**Stated problem**: List the lines of the records as a numbered list, skipping any blank lines, starting with the line containing "Reviewer note: check that each instance of the patterned" and ending with the line containing "144], [578, 140]]", both included.

(Source records)
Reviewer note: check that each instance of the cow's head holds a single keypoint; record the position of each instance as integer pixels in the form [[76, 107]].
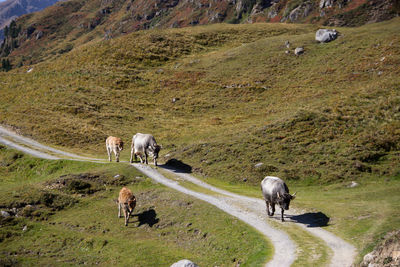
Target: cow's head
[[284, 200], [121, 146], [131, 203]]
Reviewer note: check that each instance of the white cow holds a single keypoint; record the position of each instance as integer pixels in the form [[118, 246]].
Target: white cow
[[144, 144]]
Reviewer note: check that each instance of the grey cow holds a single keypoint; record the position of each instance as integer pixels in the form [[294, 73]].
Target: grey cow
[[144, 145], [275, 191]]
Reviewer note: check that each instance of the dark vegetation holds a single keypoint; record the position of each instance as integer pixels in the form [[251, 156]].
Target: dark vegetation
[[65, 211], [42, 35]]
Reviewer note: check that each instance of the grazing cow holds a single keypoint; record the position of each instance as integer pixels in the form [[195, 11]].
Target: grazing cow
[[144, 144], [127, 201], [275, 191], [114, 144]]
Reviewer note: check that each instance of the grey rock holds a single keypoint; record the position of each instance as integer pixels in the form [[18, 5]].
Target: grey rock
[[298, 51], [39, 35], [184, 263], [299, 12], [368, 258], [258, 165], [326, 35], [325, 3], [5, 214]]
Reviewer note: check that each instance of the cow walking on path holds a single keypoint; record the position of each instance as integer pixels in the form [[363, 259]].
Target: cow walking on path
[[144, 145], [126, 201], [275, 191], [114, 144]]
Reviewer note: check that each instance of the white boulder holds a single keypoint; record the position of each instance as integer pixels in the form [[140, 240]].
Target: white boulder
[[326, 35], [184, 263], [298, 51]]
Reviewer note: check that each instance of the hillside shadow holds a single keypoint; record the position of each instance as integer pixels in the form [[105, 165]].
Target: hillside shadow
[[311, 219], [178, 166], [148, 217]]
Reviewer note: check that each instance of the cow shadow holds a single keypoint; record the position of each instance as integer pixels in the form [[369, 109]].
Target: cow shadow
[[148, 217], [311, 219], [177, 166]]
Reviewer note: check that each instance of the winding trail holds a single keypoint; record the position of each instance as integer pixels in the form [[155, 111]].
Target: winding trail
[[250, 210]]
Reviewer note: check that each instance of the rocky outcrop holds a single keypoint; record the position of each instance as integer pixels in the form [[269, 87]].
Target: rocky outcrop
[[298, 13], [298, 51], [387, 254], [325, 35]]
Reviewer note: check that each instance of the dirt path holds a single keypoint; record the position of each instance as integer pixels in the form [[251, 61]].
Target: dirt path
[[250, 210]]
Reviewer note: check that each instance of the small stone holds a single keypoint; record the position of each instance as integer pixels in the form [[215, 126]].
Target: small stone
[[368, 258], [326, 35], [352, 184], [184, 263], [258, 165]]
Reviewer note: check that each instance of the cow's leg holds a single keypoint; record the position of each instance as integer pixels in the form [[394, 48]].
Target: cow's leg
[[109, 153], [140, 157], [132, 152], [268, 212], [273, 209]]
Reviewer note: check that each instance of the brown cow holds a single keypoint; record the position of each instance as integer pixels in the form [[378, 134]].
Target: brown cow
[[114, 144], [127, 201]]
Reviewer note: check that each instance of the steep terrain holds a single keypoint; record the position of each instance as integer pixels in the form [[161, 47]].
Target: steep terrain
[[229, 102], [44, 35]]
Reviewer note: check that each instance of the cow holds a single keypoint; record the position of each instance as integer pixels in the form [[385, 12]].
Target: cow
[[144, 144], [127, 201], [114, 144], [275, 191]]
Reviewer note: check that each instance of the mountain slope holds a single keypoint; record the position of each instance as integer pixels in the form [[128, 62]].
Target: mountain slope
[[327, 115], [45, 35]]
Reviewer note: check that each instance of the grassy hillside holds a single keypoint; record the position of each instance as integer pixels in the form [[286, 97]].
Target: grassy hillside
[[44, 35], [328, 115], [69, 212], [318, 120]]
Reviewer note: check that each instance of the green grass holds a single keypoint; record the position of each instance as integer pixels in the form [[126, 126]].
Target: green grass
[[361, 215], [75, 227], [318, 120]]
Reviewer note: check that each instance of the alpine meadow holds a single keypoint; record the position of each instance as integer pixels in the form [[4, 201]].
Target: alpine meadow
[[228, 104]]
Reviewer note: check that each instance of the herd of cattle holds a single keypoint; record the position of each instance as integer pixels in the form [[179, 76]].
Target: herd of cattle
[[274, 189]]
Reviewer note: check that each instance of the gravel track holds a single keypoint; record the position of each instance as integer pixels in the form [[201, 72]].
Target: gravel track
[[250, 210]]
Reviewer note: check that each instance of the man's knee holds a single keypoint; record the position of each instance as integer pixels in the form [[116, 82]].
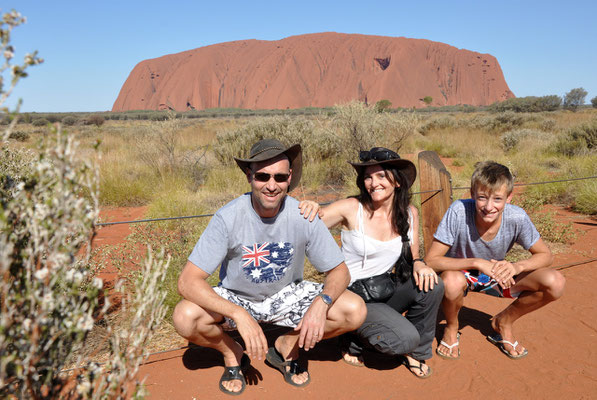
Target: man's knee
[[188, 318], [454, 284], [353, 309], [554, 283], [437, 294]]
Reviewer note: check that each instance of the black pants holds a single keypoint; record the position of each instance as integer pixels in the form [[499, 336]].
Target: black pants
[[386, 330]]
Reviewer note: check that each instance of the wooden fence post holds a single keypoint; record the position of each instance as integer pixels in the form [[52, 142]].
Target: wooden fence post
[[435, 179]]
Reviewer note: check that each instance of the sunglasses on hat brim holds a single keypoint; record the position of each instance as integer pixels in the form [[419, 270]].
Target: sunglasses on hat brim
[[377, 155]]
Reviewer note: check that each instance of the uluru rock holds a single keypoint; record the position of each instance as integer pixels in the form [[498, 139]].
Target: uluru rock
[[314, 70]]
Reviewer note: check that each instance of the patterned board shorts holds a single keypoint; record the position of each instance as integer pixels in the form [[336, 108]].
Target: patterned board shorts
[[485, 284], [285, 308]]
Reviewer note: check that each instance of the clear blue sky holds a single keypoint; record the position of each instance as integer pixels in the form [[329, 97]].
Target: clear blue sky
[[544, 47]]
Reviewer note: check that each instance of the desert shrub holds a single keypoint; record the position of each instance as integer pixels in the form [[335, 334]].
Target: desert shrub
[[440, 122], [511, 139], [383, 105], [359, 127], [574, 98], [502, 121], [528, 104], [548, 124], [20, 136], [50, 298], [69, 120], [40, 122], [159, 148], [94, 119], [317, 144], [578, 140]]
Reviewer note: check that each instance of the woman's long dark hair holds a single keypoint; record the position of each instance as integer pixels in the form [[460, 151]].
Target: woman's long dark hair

==

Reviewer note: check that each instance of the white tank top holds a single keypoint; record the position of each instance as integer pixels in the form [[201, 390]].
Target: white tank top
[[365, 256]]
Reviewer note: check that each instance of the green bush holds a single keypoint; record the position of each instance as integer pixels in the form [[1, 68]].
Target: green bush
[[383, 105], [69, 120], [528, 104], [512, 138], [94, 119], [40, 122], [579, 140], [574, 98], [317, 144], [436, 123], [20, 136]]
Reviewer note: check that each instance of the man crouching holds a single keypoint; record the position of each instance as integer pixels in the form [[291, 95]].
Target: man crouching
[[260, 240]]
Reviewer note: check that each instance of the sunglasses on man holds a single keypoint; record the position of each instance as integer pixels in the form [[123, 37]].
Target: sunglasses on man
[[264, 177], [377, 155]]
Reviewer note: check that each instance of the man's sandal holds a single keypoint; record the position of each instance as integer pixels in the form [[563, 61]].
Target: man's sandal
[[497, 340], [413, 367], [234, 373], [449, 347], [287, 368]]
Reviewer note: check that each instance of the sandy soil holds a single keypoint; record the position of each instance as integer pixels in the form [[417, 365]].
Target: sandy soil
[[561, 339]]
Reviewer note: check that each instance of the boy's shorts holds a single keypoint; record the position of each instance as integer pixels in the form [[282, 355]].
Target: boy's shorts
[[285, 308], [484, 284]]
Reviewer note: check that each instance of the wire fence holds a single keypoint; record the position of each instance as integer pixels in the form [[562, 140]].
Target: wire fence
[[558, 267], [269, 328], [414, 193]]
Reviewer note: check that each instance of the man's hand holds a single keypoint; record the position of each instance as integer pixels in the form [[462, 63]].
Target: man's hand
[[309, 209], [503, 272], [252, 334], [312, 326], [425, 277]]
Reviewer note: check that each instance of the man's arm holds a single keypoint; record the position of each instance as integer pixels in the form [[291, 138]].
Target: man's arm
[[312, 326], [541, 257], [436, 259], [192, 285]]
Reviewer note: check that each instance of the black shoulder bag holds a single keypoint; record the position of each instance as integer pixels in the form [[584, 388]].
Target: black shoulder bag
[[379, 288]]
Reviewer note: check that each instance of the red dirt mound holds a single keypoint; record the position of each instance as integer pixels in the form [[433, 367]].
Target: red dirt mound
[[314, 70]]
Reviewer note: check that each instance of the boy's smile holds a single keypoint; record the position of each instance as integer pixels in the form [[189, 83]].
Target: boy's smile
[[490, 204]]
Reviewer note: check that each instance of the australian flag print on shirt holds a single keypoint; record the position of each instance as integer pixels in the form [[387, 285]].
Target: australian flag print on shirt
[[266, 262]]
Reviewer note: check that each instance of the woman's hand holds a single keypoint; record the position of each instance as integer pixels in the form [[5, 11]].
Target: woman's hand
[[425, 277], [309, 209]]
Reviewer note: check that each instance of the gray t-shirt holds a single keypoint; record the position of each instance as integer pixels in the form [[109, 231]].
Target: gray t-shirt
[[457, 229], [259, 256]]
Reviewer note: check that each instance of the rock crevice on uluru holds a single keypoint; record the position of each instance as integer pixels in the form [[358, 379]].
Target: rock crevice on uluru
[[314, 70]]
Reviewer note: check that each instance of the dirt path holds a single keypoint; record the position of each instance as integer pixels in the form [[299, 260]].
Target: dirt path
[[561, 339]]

**Finished answer**:
1. Reviewer note: check that each instance of the patterned board shorts holds a single keypoint; record the position of each instance as integer pixels in the form [[336, 108]].
2. Target: patterned board shorts
3. [[485, 284], [285, 308]]
4. Reviewer note: check that each instance of the clear blue sky holds a single keypoint; record the position of each instance as integer pixels in the form [[329, 97]].
5. Target: clear blue sky
6. [[544, 47]]
7. Reviewer note: check that each instance of the desert shrub holds a single keypoint; record the position of each instance as integer pixels in the form [[335, 334]].
8. Target: desert shrub
9. [[440, 122], [511, 139], [383, 105], [359, 127], [574, 98], [502, 121], [528, 104], [548, 124], [20, 136], [50, 298], [69, 120], [40, 122], [159, 148], [94, 119], [317, 144], [578, 140]]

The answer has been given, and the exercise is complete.